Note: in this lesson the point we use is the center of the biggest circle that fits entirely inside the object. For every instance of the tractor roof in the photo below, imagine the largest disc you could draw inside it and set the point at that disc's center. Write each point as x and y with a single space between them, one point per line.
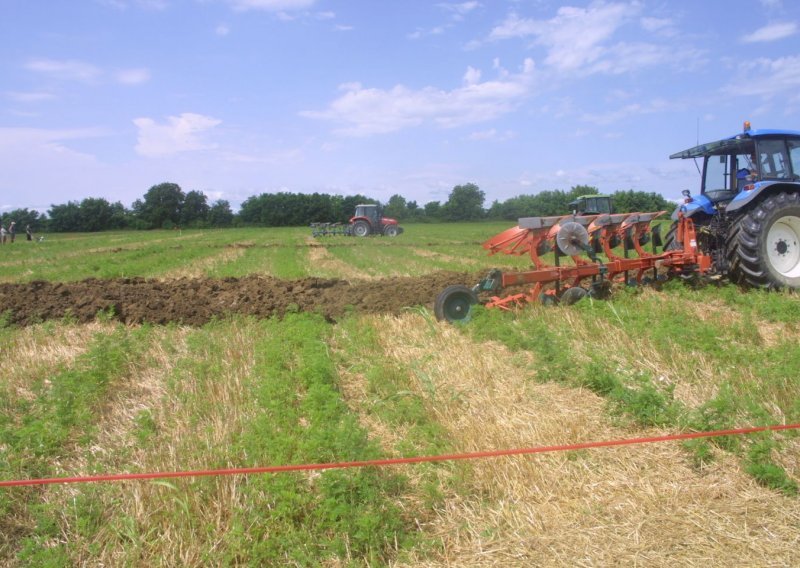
739 144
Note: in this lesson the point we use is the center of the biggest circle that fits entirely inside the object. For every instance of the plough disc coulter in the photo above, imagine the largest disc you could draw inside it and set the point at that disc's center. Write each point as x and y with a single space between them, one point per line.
591 253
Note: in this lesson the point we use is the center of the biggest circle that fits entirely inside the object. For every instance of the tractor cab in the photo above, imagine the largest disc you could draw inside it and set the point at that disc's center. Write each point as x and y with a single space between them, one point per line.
591 205
736 169
369 220
369 211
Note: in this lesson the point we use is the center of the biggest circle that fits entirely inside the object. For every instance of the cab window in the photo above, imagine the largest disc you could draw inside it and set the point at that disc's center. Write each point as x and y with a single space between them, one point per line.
794 156
716 174
773 160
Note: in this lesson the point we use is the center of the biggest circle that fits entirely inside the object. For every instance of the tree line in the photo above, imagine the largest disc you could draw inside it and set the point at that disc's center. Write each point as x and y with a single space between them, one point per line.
166 206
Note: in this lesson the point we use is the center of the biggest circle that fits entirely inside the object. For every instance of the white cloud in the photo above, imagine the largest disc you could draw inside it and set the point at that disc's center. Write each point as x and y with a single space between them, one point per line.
492 135
41 137
30 97
145 4
459 10
64 69
772 32
363 112
767 77
628 111
580 39
654 25
133 76
179 134
472 76
271 5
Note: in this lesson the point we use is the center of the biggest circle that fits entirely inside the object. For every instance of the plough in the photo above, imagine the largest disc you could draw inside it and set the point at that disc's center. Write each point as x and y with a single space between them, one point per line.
743 225
578 269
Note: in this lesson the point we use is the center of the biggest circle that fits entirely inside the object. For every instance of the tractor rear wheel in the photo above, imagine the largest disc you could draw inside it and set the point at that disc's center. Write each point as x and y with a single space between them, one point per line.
361 228
454 304
671 238
764 245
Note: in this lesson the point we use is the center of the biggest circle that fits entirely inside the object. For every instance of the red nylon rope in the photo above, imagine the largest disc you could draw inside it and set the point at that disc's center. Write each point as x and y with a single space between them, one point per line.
393 461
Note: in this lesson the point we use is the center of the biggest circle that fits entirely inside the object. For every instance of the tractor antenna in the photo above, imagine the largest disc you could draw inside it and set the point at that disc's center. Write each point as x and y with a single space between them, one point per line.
698 130
696 165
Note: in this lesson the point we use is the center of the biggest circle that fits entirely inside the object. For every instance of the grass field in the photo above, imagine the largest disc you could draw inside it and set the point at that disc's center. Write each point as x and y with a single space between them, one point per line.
77 399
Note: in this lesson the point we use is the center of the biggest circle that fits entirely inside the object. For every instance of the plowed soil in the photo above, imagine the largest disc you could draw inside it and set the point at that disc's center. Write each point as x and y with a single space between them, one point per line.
194 301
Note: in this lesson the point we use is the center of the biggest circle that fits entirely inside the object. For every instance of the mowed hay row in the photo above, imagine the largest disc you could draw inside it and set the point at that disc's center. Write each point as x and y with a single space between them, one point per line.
180 414
639 504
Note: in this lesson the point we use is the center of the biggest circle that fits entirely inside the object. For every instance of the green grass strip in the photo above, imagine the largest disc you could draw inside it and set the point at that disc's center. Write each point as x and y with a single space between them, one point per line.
304 519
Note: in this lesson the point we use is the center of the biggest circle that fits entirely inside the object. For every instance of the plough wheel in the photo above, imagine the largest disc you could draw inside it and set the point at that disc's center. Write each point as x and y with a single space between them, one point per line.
454 304
573 295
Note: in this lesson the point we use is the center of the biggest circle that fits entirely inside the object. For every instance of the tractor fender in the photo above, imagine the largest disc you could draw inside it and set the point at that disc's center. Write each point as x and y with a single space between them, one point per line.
697 203
760 188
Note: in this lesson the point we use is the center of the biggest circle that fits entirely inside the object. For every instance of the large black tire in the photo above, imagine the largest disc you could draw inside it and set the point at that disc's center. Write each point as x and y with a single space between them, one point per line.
764 245
573 295
361 228
454 304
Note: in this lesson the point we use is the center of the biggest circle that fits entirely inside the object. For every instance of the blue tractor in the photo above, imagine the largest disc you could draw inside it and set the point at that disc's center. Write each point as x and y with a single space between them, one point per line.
747 215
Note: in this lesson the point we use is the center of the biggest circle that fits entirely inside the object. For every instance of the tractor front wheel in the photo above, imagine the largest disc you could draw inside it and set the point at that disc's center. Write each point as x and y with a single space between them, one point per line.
454 304
765 250
361 228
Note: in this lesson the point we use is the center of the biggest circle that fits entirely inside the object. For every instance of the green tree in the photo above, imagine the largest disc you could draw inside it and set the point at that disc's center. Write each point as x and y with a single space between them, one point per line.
433 210
194 212
95 214
65 218
161 206
465 203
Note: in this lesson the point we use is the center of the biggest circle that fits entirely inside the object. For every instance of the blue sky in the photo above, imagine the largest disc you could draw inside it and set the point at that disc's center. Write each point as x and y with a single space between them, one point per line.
105 98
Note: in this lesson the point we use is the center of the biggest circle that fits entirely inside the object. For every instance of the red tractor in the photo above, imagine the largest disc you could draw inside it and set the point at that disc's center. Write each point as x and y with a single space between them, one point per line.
369 220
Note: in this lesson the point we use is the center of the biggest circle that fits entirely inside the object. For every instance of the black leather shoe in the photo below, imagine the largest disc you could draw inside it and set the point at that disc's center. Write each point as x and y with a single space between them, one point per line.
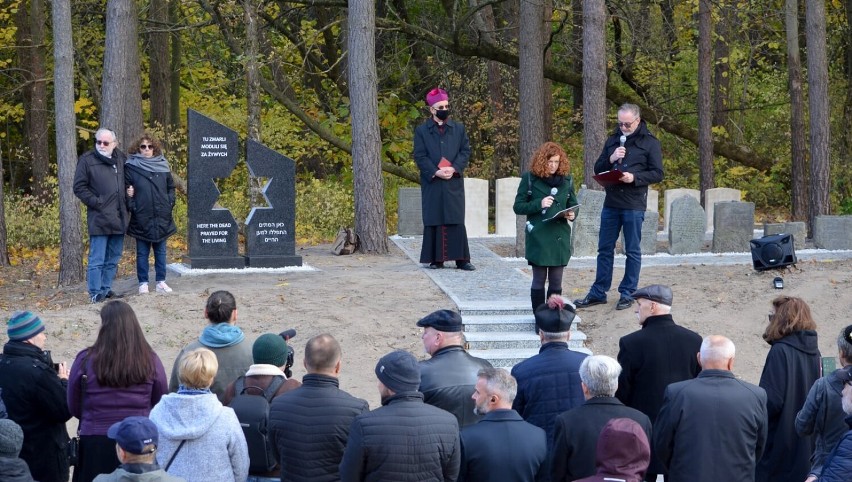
624 303
587 302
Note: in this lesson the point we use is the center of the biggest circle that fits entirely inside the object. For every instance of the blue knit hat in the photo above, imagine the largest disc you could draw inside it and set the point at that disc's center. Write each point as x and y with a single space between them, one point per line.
24 325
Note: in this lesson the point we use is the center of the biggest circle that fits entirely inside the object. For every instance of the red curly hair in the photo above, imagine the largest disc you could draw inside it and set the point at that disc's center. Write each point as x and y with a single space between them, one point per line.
538 165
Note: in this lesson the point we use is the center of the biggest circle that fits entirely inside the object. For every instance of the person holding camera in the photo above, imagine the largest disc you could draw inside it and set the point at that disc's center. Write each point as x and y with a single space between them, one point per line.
34 391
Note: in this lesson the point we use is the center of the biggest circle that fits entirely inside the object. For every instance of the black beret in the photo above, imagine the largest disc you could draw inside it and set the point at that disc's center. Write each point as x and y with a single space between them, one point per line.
554 320
442 320
660 293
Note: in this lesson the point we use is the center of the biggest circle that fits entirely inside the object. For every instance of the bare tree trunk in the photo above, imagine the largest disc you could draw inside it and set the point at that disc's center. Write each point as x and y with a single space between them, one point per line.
122 87
32 52
71 236
370 223
705 107
252 73
174 65
158 74
594 86
798 147
531 98
818 107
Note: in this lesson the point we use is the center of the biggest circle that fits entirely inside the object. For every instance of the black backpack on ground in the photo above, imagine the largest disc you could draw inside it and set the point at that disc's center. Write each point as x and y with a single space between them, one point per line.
251 404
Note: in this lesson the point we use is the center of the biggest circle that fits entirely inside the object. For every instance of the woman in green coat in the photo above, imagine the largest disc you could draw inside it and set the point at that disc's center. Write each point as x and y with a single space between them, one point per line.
543 196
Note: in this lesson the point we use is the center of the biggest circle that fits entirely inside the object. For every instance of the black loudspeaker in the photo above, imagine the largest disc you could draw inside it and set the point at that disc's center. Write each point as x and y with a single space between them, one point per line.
773 251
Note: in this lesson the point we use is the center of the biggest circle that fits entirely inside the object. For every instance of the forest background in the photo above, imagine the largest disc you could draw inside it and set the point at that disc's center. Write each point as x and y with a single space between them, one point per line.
754 96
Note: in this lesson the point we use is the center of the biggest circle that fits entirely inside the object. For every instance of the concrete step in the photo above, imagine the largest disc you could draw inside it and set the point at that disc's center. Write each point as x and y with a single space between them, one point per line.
505 322
507 358
518 340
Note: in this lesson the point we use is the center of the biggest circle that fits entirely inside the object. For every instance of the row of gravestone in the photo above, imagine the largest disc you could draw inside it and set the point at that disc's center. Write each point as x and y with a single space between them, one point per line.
730 221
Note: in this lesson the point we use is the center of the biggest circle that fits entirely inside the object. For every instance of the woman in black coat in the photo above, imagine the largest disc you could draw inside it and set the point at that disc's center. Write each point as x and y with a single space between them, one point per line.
543 193
792 366
152 197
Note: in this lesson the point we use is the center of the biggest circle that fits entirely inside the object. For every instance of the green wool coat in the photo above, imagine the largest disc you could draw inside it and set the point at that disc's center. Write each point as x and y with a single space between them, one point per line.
549 243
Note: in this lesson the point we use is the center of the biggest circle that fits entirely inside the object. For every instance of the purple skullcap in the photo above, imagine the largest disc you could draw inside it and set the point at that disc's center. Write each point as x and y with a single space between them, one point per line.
436 95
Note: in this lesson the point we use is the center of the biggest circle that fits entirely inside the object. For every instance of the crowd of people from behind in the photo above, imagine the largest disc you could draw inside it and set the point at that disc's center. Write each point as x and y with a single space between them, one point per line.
669 405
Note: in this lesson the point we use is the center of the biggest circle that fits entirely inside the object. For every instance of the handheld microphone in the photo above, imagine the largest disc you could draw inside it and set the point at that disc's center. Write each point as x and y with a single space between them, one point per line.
553 192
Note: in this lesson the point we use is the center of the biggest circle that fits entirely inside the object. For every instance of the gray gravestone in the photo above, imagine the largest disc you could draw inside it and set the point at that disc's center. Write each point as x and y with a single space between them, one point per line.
409 212
734 227
798 229
212 231
271 231
833 232
587 224
686 232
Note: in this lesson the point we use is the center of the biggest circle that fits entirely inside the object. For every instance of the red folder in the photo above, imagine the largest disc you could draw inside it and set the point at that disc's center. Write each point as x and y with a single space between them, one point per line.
609 178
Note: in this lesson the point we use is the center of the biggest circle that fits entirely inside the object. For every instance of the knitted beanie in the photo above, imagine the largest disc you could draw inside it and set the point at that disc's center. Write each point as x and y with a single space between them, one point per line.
11 438
270 349
24 325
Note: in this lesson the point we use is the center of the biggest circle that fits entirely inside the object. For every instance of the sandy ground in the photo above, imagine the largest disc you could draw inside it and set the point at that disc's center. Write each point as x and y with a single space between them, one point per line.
371 303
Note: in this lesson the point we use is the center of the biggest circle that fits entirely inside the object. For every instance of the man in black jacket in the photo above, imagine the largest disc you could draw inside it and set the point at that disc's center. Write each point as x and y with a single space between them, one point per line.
309 425
35 396
713 427
657 355
405 440
99 183
448 378
633 150
575 437
501 446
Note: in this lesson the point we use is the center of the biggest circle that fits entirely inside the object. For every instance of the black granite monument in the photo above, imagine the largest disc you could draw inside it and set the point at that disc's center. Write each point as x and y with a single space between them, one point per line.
270 231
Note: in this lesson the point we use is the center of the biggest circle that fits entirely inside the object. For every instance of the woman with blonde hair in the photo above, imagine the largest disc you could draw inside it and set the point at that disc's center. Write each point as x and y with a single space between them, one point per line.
117 377
543 194
200 439
792 366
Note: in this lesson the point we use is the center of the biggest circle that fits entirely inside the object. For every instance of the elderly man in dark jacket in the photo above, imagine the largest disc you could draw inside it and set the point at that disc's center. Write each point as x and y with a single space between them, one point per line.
713 427
659 354
405 439
501 446
838 465
99 183
442 151
35 396
549 383
448 378
576 434
633 150
310 425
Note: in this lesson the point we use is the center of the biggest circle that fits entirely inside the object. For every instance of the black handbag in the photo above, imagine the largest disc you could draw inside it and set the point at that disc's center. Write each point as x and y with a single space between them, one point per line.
73 447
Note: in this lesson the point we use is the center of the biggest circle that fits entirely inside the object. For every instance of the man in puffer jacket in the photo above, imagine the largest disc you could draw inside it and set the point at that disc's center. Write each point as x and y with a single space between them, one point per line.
99 183
405 440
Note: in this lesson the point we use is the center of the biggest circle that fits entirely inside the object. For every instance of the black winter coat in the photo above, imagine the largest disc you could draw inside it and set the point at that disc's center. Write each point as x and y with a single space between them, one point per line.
405 440
99 183
151 205
36 399
442 199
502 446
644 159
447 381
711 429
792 366
310 426
575 438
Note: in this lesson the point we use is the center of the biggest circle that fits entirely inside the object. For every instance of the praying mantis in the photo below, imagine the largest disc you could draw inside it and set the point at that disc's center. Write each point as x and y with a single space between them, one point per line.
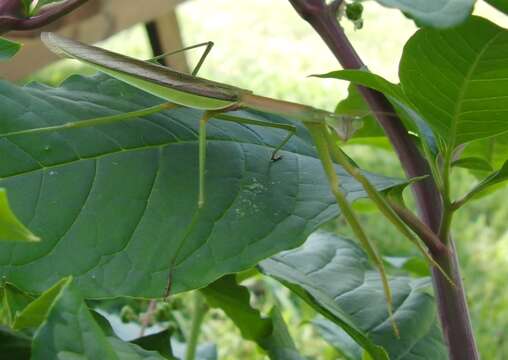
216 100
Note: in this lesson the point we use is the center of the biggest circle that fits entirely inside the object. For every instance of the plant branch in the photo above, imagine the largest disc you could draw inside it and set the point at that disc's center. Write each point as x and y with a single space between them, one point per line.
451 301
319 16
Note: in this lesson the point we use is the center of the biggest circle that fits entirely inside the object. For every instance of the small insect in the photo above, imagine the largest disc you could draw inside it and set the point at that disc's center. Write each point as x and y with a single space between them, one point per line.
217 100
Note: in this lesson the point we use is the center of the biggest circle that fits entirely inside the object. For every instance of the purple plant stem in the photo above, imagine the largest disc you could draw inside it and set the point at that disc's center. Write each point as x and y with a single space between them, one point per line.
451 301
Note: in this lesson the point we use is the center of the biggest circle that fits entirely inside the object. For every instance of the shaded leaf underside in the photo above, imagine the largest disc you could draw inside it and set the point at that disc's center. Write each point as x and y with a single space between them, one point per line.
336 274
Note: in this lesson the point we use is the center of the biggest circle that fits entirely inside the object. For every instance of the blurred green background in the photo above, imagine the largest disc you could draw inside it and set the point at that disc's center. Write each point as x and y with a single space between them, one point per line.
264 46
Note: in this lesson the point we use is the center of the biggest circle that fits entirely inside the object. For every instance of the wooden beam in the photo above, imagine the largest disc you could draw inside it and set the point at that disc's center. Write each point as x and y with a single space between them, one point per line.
107 18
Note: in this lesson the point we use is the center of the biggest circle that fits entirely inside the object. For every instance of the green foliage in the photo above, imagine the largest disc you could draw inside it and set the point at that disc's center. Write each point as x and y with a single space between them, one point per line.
14 345
70 330
94 172
270 334
11 229
356 303
487 184
435 13
501 5
8 48
461 88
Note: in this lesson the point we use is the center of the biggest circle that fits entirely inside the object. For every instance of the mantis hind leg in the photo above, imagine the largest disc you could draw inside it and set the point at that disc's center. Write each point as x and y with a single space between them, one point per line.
237 119
289 128
208 47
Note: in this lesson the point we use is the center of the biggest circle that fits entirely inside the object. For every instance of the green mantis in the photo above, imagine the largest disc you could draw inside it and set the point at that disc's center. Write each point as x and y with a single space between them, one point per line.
217 100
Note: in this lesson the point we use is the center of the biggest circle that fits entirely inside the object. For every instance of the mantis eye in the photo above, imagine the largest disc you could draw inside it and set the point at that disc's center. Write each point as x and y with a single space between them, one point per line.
345 125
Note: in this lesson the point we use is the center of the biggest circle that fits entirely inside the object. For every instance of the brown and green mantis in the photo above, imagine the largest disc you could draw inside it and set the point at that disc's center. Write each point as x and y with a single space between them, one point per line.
217 100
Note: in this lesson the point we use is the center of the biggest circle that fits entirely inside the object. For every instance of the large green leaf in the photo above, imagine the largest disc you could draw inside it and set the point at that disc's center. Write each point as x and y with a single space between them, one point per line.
334 276
270 333
435 13
501 5
117 205
11 229
405 110
458 79
492 181
493 150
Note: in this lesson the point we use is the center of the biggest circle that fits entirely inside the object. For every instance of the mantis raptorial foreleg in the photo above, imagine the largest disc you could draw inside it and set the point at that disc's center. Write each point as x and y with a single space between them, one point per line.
208 44
319 135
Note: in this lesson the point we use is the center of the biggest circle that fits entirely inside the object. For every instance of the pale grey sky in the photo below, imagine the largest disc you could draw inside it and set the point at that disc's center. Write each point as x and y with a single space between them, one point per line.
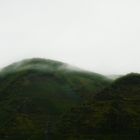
99 35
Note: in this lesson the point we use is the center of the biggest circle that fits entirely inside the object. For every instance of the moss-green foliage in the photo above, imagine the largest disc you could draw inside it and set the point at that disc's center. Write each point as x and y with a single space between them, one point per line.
114 113
35 93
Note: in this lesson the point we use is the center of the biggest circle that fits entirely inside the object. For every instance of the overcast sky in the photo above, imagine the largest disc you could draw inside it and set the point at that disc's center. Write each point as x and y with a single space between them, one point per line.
99 35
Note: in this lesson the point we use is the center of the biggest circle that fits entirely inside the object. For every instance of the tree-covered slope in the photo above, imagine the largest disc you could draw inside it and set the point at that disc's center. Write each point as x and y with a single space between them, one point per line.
113 114
34 92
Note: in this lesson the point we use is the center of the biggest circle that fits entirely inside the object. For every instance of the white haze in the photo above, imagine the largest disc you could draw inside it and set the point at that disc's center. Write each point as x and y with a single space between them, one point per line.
99 35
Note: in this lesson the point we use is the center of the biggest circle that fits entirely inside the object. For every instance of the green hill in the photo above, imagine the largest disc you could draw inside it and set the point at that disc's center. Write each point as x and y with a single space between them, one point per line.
35 92
113 114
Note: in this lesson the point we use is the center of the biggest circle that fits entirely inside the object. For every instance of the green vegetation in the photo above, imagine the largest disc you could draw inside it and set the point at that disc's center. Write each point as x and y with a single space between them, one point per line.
35 93
44 99
114 113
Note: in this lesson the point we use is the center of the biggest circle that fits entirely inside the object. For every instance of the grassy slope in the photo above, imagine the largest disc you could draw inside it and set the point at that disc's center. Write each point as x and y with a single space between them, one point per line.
33 93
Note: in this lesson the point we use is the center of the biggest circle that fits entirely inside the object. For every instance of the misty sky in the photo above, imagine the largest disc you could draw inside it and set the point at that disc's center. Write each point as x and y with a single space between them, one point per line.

_ _ _ _ _

What the task asks
Copy out exactly the lines from the line with "of the tree-covered" to the end of the listing, including both of those lines, and give nothing else.

Response
Note: in this lesson the point we use is the center of the biggest circle that fits entirely inside the object. For every instance of the tree-covered slope in the photo above, imagine the largest disc you could draw inside it and set the point at that disc's center. Write each point as x and y with a single space between them, one point per line.
113 114
34 92
Note: in this lesson the point we use is the center of the biggest circle that fits entirely inside the object. For every instance of the white haze in the photo above, imagine the largest disc you could draw inside it and set the point at that disc's center. Write each point as x and y with a single space between them, one point per line.
99 35
Note: in this lesson the point we use is the center of the biggest circle that fits entirely inside the object. For every instance of the green hill in the photo above, imagine the largest disc you could draw inside it and set the point at that disc's center. Write each point as x and y with a single space between them, one point per line.
35 92
113 114
Note: in this lesson the point we use is the center of the biggest circle that fits entirely inside the object. For every instance of the green vegetation in the photo above, imagine the largest disc you could draw inside it and set the point at that disc's center. Write each point as x and y with a single space between them, one point per line.
35 93
44 99
114 113
Note: in this lesson the point we use is the center of the biggest circle that fits entirely inside the object. For every instance of the grassy slope in the photo above, imagine the largest disc you could draw inside it and set the point at that disc's center. Write each point as x and y with a single space between them, one point per line.
33 93
Note: in this lesson the point we use is the center of the biggest circle that fits entirely inside the object. For every instance of the misty sky in the photo above, imagine the largest disc you could draw inside it and set the point at that disc's center. Write each point as x and y with a single space between them, one point per line.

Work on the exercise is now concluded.